TASK DIRECTIONS:
Reproduce exactly the lines below, starting at the line that contains "query | woven pendant lamp shade" and ending with the last line of the records, both included; leave out any pictures.

[Location identification entries]
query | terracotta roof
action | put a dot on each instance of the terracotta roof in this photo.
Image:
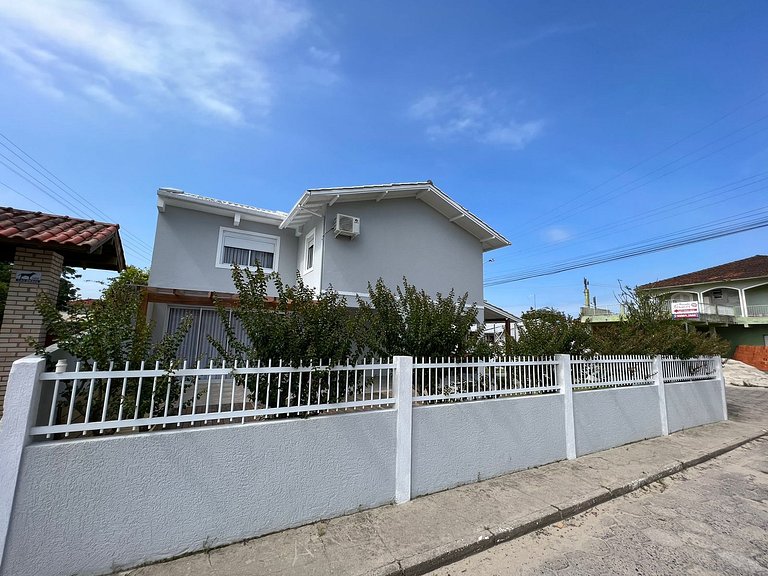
(83, 243)
(753, 267)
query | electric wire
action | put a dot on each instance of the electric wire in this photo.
(63, 186)
(536, 221)
(742, 223)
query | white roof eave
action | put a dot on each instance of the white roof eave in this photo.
(313, 199)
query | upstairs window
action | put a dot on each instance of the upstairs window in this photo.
(309, 251)
(247, 249)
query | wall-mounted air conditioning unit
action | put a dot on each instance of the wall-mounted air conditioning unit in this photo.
(346, 226)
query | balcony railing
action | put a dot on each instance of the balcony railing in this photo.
(753, 311)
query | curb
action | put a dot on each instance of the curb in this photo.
(425, 562)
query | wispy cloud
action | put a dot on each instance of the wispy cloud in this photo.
(459, 114)
(218, 60)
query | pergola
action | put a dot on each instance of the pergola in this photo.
(40, 245)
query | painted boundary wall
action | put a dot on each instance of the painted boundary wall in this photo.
(94, 505)
(466, 442)
(692, 404)
(612, 417)
(88, 505)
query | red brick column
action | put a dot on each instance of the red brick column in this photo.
(21, 321)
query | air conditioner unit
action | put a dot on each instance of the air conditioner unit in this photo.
(346, 226)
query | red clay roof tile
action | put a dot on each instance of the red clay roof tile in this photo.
(51, 231)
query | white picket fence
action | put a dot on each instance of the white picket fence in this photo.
(295, 445)
(95, 401)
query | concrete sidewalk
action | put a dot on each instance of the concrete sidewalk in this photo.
(441, 528)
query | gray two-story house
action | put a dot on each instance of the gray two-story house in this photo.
(339, 237)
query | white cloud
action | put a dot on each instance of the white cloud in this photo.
(555, 235)
(219, 60)
(514, 134)
(457, 113)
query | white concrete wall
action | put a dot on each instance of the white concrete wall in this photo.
(94, 505)
(692, 404)
(90, 506)
(456, 444)
(616, 416)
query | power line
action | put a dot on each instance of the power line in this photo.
(665, 149)
(695, 199)
(19, 171)
(137, 250)
(639, 249)
(59, 183)
(601, 199)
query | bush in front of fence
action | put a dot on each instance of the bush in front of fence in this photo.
(647, 327)
(546, 332)
(410, 322)
(113, 333)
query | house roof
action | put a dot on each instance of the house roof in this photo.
(83, 243)
(176, 197)
(753, 267)
(315, 199)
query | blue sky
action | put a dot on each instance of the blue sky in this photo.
(571, 127)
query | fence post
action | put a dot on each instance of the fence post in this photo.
(566, 389)
(21, 406)
(658, 369)
(404, 410)
(719, 373)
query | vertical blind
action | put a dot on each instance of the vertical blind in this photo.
(205, 322)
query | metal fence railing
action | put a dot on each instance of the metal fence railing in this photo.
(611, 372)
(677, 370)
(99, 401)
(452, 379)
(92, 401)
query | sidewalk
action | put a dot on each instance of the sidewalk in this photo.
(438, 529)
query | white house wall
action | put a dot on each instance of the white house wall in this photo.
(403, 237)
(185, 251)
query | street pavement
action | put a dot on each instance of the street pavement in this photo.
(710, 519)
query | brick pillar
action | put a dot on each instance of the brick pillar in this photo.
(21, 321)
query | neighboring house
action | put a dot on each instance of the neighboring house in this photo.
(730, 299)
(339, 237)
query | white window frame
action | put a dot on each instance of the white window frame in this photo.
(310, 239)
(256, 235)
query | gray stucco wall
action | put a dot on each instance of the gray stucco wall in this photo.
(608, 418)
(91, 506)
(456, 444)
(692, 404)
(184, 255)
(403, 237)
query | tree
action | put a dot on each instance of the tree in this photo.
(301, 328)
(112, 329)
(114, 332)
(546, 331)
(410, 322)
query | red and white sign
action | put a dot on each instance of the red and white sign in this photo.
(685, 309)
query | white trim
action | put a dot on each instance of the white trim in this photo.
(347, 293)
(310, 238)
(268, 237)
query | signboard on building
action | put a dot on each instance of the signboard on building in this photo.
(685, 309)
(27, 277)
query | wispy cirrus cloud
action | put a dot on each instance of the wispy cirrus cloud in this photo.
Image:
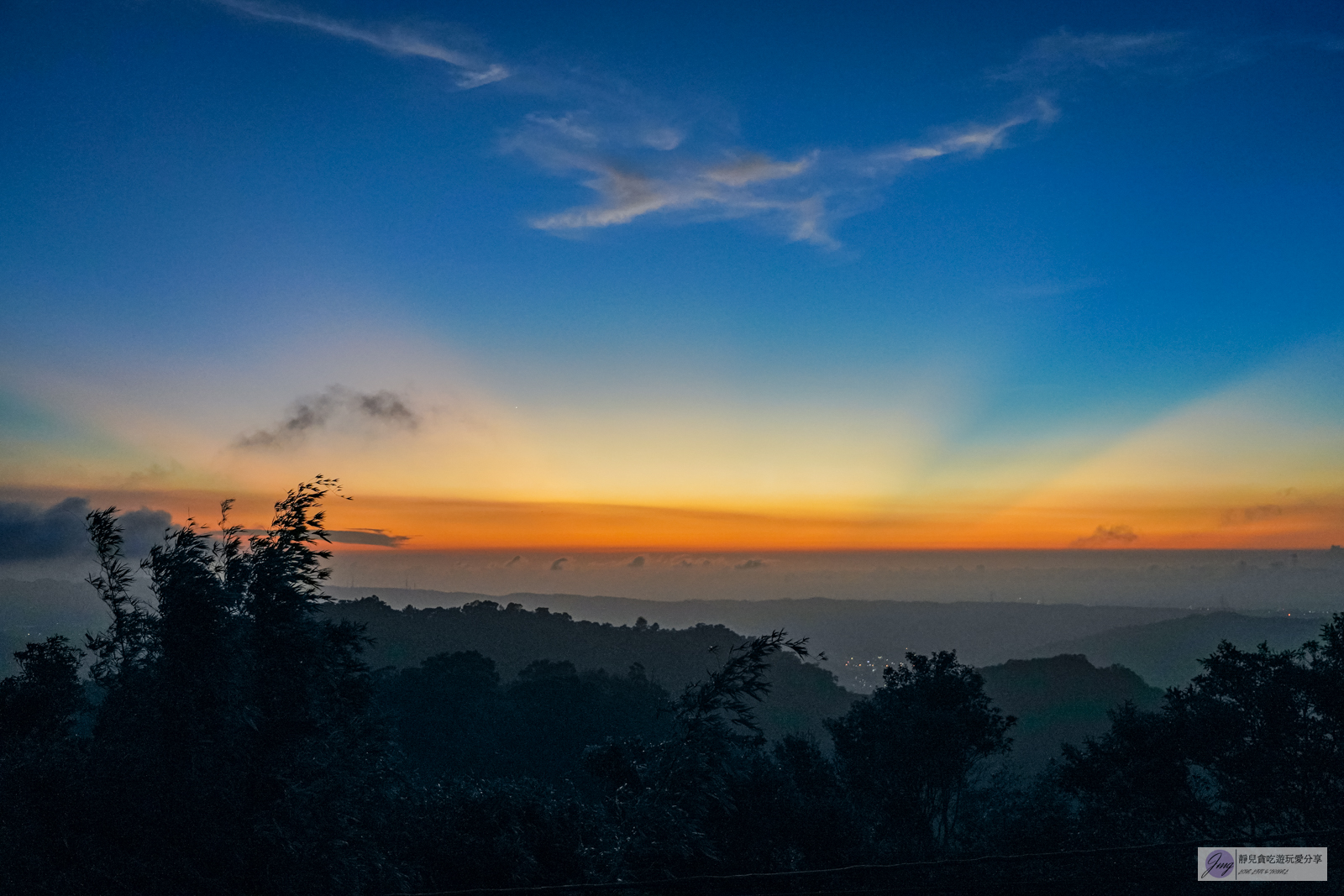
(1108, 537)
(398, 40)
(1065, 53)
(801, 196)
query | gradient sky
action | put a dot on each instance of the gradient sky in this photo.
(672, 275)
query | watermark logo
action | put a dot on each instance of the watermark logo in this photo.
(1220, 864)
(1263, 862)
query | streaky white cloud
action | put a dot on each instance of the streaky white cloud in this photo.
(757, 168)
(969, 140)
(396, 40)
(1065, 53)
(801, 197)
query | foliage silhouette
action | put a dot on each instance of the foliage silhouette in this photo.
(237, 741)
(913, 748)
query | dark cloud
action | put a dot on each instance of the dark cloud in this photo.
(369, 537)
(315, 412)
(1253, 513)
(30, 532)
(1108, 535)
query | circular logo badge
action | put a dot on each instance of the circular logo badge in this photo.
(1220, 862)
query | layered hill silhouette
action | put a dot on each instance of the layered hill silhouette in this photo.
(1167, 653)
(801, 694)
(1061, 699)
(981, 633)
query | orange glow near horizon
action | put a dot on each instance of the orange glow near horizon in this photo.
(1097, 521)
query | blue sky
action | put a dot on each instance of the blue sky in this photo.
(988, 242)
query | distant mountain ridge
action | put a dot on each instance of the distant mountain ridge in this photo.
(1167, 653)
(981, 633)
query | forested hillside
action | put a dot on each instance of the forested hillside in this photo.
(233, 739)
(801, 696)
(1167, 653)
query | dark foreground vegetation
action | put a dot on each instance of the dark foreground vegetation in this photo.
(234, 741)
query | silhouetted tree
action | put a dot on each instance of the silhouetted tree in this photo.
(913, 748)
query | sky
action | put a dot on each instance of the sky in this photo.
(665, 277)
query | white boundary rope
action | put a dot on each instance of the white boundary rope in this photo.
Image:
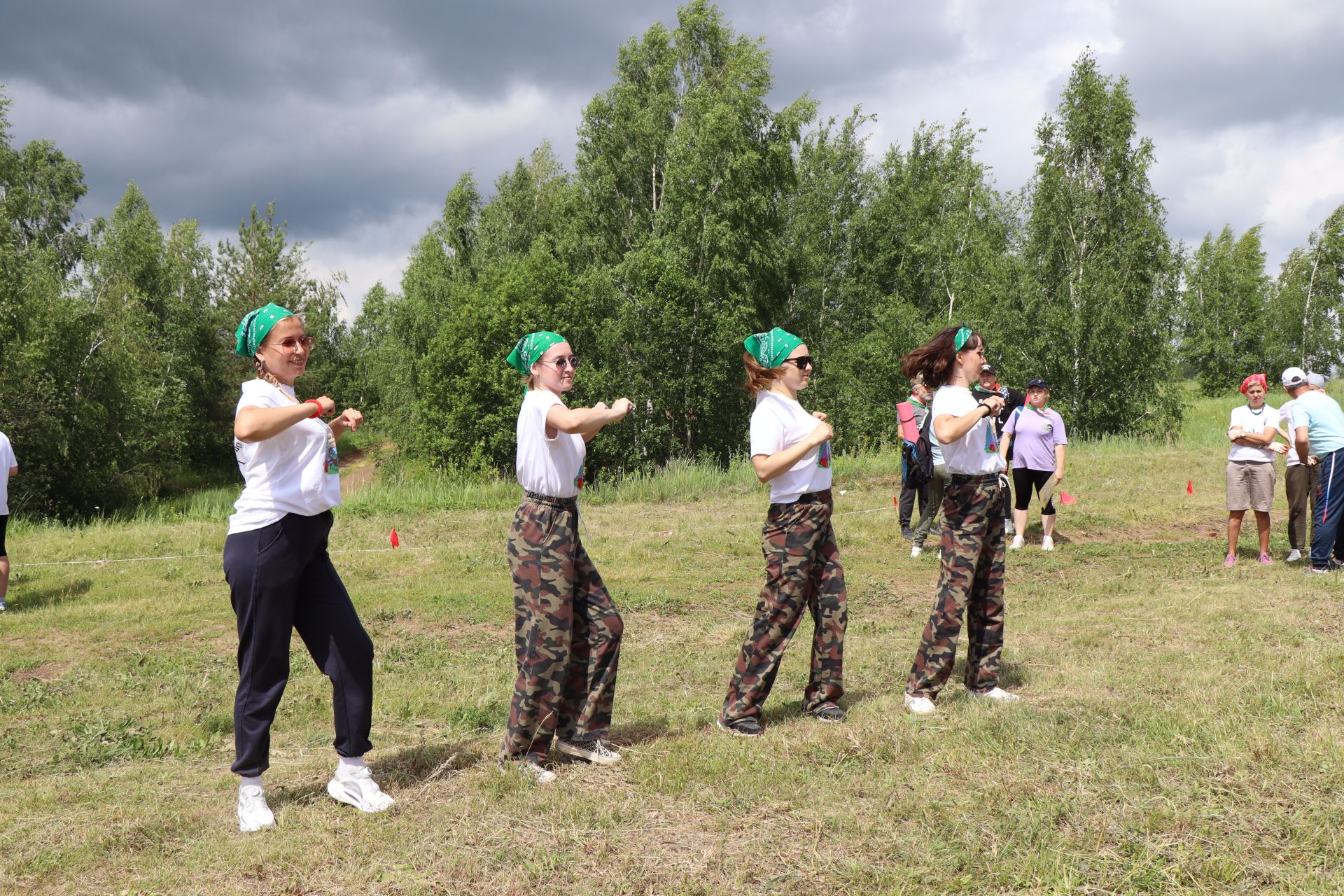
(428, 547)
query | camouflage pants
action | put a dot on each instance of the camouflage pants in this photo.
(802, 568)
(568, 633)
(971, 586)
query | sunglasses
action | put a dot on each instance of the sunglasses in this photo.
(292, 343)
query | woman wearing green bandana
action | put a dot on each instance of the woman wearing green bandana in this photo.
(280, 575)
(790, 449)
(568, 631)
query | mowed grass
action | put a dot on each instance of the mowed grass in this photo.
(1180, 729)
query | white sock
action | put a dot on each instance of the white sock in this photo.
(349, 764)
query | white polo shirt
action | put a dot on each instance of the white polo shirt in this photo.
(552, 466)
(777, 424)
(292, 472)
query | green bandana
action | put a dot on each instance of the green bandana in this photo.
(530, 348)
(772, 348)
(255, 326)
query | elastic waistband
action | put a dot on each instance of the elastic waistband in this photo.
(967, 479)
(809, 498)
(569, 504)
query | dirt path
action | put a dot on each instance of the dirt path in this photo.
(359, 468)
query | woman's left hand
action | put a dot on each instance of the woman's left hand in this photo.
(350, 419)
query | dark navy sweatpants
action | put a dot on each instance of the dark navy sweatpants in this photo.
(281, 580)
(1327, 533)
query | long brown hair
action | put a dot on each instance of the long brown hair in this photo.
(934, 362)
(758, 378)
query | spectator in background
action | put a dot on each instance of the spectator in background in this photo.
(1319, 437)
(1250, 465)
(8, 466)
(983, 388)
(918, 399)
(1040, 434)
(1298, 477)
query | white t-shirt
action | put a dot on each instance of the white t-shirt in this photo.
(778, 424)
(1253, 422)
(547, 466)
(974, 453)
(1285, 422)
(6, 463)
(292, 472)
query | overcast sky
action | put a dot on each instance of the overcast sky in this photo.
(358, 117)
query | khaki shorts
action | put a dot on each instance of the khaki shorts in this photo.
(1250, 485)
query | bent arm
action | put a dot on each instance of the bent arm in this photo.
(261, 424)
(581, 421)
(949, 429)
(768, 466)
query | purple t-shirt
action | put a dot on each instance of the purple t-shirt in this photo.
(1034, 437)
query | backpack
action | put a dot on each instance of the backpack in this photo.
(916, 456)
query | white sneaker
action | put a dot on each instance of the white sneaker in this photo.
(359, 790)
(920, 706)
(253, 812)
(594, 751)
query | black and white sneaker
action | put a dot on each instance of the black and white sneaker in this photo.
(742, 727)
(828, 713)
(596, 751)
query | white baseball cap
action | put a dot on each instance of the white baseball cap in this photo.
(1294, 378)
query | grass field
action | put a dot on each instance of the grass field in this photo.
(1180, 729)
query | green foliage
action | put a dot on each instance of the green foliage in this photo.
(696, 214)
(1225, 321)
(1097, 312)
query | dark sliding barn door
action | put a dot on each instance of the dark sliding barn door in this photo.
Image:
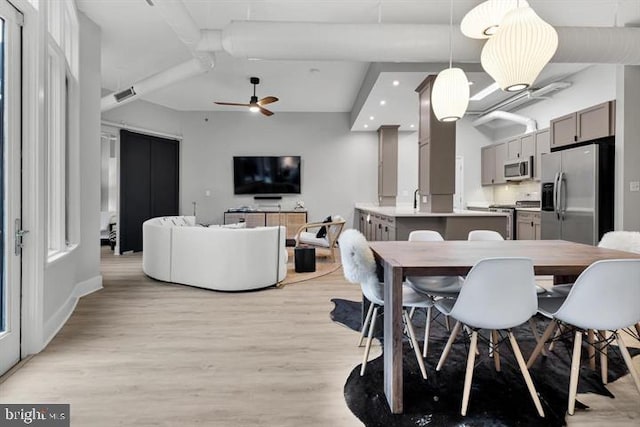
(148, 184)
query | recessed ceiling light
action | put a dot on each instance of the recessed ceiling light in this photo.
(485, 92)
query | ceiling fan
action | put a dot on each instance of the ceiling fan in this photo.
(254, 104)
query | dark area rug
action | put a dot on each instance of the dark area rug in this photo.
(497, 398)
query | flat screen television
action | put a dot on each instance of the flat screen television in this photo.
(266, 175)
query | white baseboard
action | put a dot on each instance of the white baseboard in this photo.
(56, 322)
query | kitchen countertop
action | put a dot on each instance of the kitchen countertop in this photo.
(408, 211)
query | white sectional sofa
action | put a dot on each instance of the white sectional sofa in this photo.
(177, 250)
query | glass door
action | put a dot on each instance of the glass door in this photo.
(10, 184)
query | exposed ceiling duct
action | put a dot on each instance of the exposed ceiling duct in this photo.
(403, 43)
(178, 18)
(529, 123)
(524, 97)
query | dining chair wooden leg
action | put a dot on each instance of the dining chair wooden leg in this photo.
(604, 359)
(496, 353)
(575, 372)
(447, 347)
(534, 331)
(545, 336)
(471, 361)
(591, 350)
(369, 339)
(427, 331)
(367, 319)
(627, 359)
(416, 348)
(525, 373)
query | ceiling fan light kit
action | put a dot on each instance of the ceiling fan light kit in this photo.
(450, 92)
(254, 104)
(521, 48)
(483, 21)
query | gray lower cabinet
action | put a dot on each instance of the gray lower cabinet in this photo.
(528, 225)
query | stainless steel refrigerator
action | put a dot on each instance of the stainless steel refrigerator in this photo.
(577, 193)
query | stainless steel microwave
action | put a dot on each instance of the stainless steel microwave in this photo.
(518, 169)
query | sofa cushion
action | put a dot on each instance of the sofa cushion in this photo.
(311, 239)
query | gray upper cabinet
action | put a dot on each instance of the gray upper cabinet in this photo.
(514, 149)
(542, 146)
(488, 162)
(594, 122)
(584, 125)
(492, 157)
(563, 130)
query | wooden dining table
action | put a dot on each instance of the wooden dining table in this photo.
(558, 258)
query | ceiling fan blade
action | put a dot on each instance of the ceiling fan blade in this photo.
(265, 111)
(267, 100)
(231, 103)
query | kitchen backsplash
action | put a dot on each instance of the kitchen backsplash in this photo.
(509, 193)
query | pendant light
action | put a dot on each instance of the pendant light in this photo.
(523, 45)
(450, 93)
(483, 21)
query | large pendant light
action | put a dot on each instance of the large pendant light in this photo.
(450, 93)
(523, 45)
(483, 21)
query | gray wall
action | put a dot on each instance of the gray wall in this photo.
(338, 166)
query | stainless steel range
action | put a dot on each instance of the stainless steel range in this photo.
(510, 211)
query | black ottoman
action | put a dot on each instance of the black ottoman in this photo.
(304, 259)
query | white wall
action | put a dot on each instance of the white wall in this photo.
(338, 166)
(79, 271)
(469, 141)
(407, 167)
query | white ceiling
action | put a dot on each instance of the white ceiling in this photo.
(137, 43)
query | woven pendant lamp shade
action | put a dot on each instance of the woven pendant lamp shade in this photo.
(450, 95)
(483, 21)
(523, 45)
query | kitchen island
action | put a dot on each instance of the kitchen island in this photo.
(396, 222)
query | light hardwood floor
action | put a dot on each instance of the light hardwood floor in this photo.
(145, 353)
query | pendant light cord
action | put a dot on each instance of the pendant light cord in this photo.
(451, 34)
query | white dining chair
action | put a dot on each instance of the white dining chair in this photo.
(490, 235)
(498, 294)
(433, 286)
(484, 235)
(585, 309)
(359, 266)
(628, 241)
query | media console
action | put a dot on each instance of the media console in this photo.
(292, 220)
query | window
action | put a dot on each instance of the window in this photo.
(62, 127)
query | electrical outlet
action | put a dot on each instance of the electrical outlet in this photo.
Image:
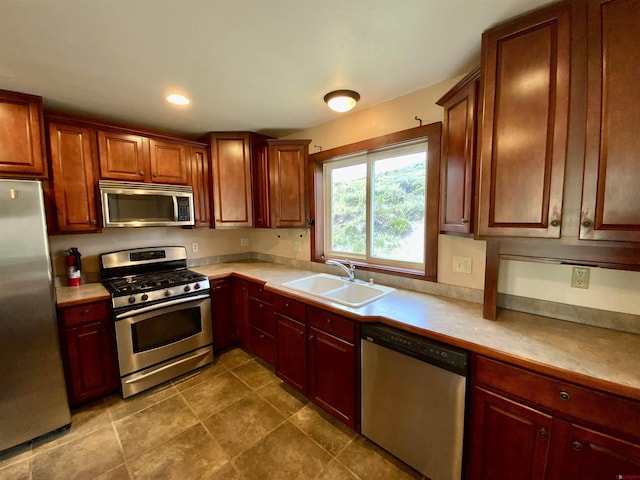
(580, 277)
(462, 264)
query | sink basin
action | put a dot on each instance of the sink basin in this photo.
(335, 289)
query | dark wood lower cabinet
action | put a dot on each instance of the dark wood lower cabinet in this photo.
(88, 352)
(224, 326)
(549, 430)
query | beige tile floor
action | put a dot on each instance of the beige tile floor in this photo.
(232, 420)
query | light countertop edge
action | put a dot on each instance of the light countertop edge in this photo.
(595, 357)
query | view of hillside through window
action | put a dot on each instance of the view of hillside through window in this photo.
(394, 228)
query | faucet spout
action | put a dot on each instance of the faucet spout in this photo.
(350, 271)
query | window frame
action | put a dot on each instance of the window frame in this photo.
(431, 133)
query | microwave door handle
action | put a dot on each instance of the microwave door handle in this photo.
(175, 207)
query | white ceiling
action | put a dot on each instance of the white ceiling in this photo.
(258, 65)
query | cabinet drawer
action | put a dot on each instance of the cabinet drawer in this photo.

ANSWER FOR THE TASK:
query | woven pendant lamp shade
action | put a dot on each instance of the woven pendant lamp shade in this photo.
(450, 95)
(483, 21)
(523, 45)
query | kitchen island
action | put a dot on each instance of the kitchen island in this photo.
(396, 222)
query | light hardwood floor
action | put a dot on each instance of the light hardwood floor in this photo.
(145, 353)
query | pendant light cord
action | put a dot on each instance of the pendant light cord in this photo.
(451, 34)
query | white dining chair
action | put a dot on each instance of the white dining chair in this photo.
(490, 235)
(498, 294)
(433, 286)
(484, 235)
(585, 309)
(359, 266)
(628, 241)
query | media console
action | put a dot on each instance of the media console in this photo.
(292, 220)
query | window
action | put a dot on each instance of the window in this photo.
(62, 127)
query | electrical outlet
action | put a dot on each instance of the electrical outlet in this photo.
Image:
(580, 277)
(462, 264)
query | sink basin
action | put a dot on each instance of the sink basin in this photo.
(335, 289)
query | dark wood lower cabinet
action | put a dot on each instance of the dark wood lower cabinet in this photo.
(88, 352)
(224, 326)
(549, 430)
query | beige tile floor
action | put a dot on each instance of the beige tile floor in this photo.
(232, 420)
query | light countertop edge
action | put a dot on each instance of the light countertop edge in this photo.
(595, 357)
query | view of hillside through window
action | put a dot on each instance of the view of hillside through window in this photo.
(394, 228)
query | faucet spout
action | put a dot on each instance of the faucet spout in this photo.
(350, 271)
query | window frame
action | put a dot on each instance of the window frame in this photo.
(431, 133)
query | microwave door handle
action | put a dot on each instance of the microwave door handle in this photo.
(175, 207)
query | white ceiling
action | put a dot on each instance of the white ceiling in this photo.
(258, 65)
query | cabinet drawer
action | put a dot on each instance of the cabinet drawer in this photo.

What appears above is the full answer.